## Supplied text
....................

For these somewhat fanciful reasons I hope that the blogosphere will become less a cockpit of argument and ideas — though it will always be that — and more a forum for action: a place to facilitate meetings between real people, develop actual applications and accomplish physical tasks. There never was a flower, a glass of beer or a child’s laugh that was ever truly futile. Et in saecula saeculorum. Amen.” The Belmont Club

This blog has always endeavored, albeit circuitously at times, to be a forum for aid and action. And I endlessly question the efficacy of anything I write toward those ends. Despite attention-getting attacks I am nurtured by comments of encouragement, links to posts that are calls for compassion and email reports back to me that something good came of this hobby cum-obsession.

Today, one of the charities featured in recent weeks received a small donation that will further their work and the combat soldier in Iraq who had to take out loan to pay for his father’s funeral is now a bit nearer to paying back his debt.

Net Neutrality is essential to the propagation of charitable and humanitarian ideas. Should a handful of companies ever control access to information, mediate content, mandate who gets paid for what politic and then how their site will rank in search engine findings because of what values they espouse, then cyber-facism will rule. China’s attempts to roadblock lanes on the information super-highway will look like child’s play.

By the time this article is posted I will have removed all Google ads on the site. I will wage my one-man boycott of all things Google for all they have done in recent months to warrant suspicion, fear and anger in anyone living as I am in the midst of repression and a growing concern that the waves of censorship do not begin here, but instead are washing inland in increasing magnitude. I am no Internet Robin Hood: I don’t believe ill-gotten gain, even through some imaginative alchemy, becomes anything than ill-gotten by giving it away–even to the most worthy of causes.

Google has gone public thus making its well-known mantra “Do no Evil” a laughably outdated jingle. Said better by OhGenki: “This is what happens when good companies go public: the principles that made them good, even necessary, to the point of inspiring a romantic loyalty among their customers, are whittled away at until only those principles which are profitable remain.” Google told investors at their IPO filing: ”

Don’t be evil. We believe strongly that in the long term, we will be better served as shareholders and in all other ways by a company that does good things for the world even if we forgo some short term gains. This is an important aspect of our culture and is broadly shared within the company.

....................

## Records supplied
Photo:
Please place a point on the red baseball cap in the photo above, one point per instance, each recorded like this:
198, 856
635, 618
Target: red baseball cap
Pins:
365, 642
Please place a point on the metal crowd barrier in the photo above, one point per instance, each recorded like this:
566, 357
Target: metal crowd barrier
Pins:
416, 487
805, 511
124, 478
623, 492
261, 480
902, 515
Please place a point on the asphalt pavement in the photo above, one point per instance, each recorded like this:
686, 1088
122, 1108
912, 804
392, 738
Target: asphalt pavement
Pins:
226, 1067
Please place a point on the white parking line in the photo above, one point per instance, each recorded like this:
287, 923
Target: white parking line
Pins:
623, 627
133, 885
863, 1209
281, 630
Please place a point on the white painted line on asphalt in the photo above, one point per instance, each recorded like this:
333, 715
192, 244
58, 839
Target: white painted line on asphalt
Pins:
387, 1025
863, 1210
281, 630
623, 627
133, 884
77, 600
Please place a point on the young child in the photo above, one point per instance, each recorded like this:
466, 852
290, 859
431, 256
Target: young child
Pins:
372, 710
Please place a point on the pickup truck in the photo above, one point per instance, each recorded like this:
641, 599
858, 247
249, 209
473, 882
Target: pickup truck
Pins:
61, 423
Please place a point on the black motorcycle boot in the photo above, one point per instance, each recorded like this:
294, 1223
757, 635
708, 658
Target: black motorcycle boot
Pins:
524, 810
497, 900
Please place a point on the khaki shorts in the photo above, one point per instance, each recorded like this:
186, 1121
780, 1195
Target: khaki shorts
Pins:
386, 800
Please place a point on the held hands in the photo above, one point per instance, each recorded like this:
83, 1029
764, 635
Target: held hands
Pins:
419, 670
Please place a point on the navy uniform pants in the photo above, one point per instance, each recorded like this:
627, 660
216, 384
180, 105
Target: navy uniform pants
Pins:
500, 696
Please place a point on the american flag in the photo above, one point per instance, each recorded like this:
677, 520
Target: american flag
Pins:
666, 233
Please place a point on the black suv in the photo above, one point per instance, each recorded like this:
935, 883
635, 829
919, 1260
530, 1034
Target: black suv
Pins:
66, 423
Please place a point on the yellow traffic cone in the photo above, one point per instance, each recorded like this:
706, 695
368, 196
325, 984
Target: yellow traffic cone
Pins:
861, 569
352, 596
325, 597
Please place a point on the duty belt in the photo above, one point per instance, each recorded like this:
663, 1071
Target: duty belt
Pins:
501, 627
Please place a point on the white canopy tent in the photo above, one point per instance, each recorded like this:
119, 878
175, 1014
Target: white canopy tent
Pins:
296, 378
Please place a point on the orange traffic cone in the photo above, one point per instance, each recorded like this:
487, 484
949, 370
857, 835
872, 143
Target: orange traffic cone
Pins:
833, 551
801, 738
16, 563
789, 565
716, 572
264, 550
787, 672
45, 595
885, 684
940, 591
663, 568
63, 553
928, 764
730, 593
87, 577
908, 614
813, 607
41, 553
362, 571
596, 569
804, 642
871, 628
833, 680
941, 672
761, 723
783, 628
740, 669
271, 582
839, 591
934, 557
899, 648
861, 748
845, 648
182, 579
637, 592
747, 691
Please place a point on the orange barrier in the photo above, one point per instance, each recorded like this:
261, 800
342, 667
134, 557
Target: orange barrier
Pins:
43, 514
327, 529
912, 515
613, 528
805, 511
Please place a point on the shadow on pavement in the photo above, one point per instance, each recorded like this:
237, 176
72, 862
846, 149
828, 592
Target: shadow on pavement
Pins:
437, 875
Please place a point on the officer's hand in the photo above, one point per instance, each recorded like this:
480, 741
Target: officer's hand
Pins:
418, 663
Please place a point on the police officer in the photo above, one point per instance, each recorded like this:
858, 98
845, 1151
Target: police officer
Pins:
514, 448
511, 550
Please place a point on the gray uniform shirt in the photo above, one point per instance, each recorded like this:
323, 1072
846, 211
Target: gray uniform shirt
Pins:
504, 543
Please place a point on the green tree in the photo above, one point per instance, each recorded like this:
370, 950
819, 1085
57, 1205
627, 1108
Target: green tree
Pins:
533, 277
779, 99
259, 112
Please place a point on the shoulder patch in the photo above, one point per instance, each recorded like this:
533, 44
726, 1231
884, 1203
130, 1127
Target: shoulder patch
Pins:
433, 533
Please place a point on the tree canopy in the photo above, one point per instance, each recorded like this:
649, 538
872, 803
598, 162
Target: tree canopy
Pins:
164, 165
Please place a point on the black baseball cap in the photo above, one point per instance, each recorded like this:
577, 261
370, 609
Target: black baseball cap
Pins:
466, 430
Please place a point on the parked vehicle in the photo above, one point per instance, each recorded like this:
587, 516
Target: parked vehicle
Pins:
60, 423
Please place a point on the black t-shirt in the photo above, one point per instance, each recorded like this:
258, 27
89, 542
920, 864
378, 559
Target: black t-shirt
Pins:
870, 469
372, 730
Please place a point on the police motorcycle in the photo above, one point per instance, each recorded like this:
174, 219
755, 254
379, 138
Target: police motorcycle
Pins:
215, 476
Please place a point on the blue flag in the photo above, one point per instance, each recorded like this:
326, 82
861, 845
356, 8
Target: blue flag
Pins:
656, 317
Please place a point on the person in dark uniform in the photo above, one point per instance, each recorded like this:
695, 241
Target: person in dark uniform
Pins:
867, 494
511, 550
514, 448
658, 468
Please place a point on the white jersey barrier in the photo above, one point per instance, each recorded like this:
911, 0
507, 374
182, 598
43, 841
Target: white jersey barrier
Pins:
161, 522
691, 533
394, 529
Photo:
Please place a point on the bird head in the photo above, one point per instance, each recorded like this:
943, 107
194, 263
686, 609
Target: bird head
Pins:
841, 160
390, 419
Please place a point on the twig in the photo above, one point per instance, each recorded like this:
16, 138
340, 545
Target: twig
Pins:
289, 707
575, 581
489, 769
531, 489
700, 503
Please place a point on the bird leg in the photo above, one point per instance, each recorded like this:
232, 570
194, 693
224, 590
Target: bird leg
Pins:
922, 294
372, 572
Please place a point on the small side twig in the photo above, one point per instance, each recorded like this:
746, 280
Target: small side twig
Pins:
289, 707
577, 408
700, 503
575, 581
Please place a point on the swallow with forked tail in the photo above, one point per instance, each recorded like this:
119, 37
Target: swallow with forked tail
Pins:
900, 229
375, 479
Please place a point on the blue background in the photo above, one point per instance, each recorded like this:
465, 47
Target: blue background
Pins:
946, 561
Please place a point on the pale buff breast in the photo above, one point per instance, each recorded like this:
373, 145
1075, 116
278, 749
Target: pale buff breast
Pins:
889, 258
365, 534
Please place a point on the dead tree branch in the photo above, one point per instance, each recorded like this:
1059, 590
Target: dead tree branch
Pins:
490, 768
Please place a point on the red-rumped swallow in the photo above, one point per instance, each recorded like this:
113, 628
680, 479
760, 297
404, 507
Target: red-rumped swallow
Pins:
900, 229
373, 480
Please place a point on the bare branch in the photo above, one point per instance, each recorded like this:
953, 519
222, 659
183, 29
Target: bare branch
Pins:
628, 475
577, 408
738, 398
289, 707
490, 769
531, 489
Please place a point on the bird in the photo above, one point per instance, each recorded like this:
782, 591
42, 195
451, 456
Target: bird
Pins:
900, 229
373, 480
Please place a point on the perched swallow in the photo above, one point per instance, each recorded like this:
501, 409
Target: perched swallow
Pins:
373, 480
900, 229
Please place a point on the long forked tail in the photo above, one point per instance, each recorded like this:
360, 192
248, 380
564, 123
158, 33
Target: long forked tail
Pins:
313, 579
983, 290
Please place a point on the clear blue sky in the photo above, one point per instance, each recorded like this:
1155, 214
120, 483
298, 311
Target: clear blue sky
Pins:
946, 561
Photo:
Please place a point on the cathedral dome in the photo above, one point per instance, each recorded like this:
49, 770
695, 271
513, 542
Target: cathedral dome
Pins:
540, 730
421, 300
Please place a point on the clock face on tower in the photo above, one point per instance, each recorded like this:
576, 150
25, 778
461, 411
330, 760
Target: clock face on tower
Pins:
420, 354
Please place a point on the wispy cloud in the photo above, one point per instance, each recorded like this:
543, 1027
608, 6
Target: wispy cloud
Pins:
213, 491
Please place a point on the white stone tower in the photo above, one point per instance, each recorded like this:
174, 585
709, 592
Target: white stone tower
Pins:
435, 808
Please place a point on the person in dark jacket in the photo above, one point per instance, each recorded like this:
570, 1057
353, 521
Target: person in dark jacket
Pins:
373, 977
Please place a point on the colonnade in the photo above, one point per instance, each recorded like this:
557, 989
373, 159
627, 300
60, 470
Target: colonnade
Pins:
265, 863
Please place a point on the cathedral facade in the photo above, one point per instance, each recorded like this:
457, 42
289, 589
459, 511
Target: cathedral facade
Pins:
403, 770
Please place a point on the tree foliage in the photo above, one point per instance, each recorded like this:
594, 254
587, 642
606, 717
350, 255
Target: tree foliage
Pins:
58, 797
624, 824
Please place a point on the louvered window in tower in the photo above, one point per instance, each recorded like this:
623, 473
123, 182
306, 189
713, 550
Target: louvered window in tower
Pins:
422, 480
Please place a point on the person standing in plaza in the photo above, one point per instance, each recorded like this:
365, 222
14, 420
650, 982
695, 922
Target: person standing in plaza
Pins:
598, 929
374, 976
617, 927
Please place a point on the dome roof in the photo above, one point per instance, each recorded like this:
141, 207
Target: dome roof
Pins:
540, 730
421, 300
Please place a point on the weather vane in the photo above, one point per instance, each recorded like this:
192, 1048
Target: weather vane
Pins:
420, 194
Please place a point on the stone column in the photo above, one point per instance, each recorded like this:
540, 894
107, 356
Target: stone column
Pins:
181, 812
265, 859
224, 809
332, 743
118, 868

....................

## Task objective
Continue the blog post on boycotting Google from its last sentence.

## Answer below
That sound to me like a High School Debate question: Do the ends justify the means? Google took a Machiavellian affirmative on that one.

Google recently acquired the well-known and despicable browser hijacking, malware giant Doubleclick for $3.1 billion dollars. The deal incidentally was challenged by The Electronic Privacy Information Center, Center for Digital Democracy, and U.S. Public Interest Research Groups who petitioning the FTC to block the merger until concerns over Google’s data collection and storage were addressed. Google was accused of unfair and deceptive trade practices, and failing to follow the standards set by the Organization for Economic Co-operation and Development, the watchdog of consumer privacy standards . And all of this was on the heels of the YouTube purchase that had them employing an army of lawyers to fend off Intellectual Property suits.

Google is an active participant in the censorship that is so often associated with China’s repression of the Internet so often vilified by bloggers, and other media and at the core of much sinophobic rhetoric:

censorship

Note: Going to Google.cn from a U.S. computer will NOT yield you the same results that a mainland Chinese user will get. I live here, I know. So, any great finds you think you see from your side of the ocean are probably illusory.

In addition to homophobic threats, Google has now said they will penalize sites that sell ad links on their site. It seems nobody is supposed to make a buck except Google. Google’s Matt Cutts even has a guide on how to rat out offenders. And while Google no longer recognizes links coming from powerful Wikipedia they let Matt’s high-flying blog dominate the top of the search engines rankings in thousands of keywords, pushing out long-suffering and deserving experts, in many a field.

Now, Feedburner.com, who is sleeping with Typepad and just acquired Blogbeat, is looking at a merger with Google. That would give them huge advantages in advertising and RSS. It would enable them to dump adwords/adsense into RSS feeds on hundreds of thousand of blog posts. Thread Watch.Org says it perfectly: Being a near Monopoly is expensive and since Google doesn’t do ads all that well control of the competition is the best short-term answer to their problems. In future post I will try to facilitate exchange and help on new “Open Source” ad networks that save advertisers money and help support citizen journalists, webmasters and bloggers.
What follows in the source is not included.